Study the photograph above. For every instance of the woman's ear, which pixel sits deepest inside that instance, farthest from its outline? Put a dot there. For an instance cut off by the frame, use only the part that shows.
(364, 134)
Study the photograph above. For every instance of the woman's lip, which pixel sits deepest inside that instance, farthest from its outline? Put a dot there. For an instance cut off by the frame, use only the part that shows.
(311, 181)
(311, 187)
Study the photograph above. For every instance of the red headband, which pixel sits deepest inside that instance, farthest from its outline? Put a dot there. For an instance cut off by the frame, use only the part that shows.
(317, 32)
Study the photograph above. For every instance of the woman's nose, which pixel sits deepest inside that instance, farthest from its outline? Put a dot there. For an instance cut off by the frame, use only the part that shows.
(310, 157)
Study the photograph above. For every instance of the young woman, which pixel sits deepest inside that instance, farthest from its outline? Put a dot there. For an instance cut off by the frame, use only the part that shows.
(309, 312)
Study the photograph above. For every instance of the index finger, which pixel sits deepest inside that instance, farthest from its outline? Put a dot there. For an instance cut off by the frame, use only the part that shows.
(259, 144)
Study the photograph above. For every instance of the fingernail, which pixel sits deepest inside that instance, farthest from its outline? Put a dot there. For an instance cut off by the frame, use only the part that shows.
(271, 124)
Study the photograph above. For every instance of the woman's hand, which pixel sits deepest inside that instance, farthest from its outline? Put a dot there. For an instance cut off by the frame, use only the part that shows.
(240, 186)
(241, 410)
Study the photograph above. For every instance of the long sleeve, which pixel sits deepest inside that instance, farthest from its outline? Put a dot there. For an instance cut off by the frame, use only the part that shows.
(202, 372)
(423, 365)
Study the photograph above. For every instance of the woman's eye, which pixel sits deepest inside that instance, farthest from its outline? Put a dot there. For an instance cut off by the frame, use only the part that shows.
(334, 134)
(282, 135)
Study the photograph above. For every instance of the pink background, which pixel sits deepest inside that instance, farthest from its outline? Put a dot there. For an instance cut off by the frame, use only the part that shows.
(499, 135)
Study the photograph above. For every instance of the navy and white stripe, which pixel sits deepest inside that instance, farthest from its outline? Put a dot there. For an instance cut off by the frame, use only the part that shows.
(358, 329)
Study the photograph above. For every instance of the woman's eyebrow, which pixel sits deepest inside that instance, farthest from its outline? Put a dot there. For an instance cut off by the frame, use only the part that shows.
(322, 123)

• **REQUIREMENT**
Starting from the line containing "Study the photograph above. For every instance of the long" and ending with the final line of the data, reproduce each line exactly as it appears, including no other lines.

• **ANSWER TO THIS PROBLEM**
Study the photograph above. For every instance of the long sleeve, which pixel sits deepest inside that instance, farthest from its outline? Put a dot there. For an instance cut off by the frame, use only the part that shows.
(202, 372)
(423, 365)
Study the photograph above. For every instance of the woman's eye, which pixel sits deepest inside that instance, farthest from its outline? Put a dot there. For an instance cut off by the frame, use only the part that shows.
(334, 134)
(282, 135)
Study the photograph above. For every instance of the pink background, which pixel sits deepest inside that instance, farthest from its outline? Put a dot there. For an instance cut off by the frame, use only the part that shows.
(499, 135)
Study the photograph above. For every instance of the navy and white stripe, which pixel sits deepest inside that instance, farthest from its outline? Put a dot there. For an instance cut off by the frame, use only the part that shows.
(358, 329)
Study the photograph above. For every instance of the woman's eyebrow, which pixel sits deepest inside that instance, farthest from its outline? Put a dot there. For an instance cut off by the frame, use only the part that shows.
(322, 123)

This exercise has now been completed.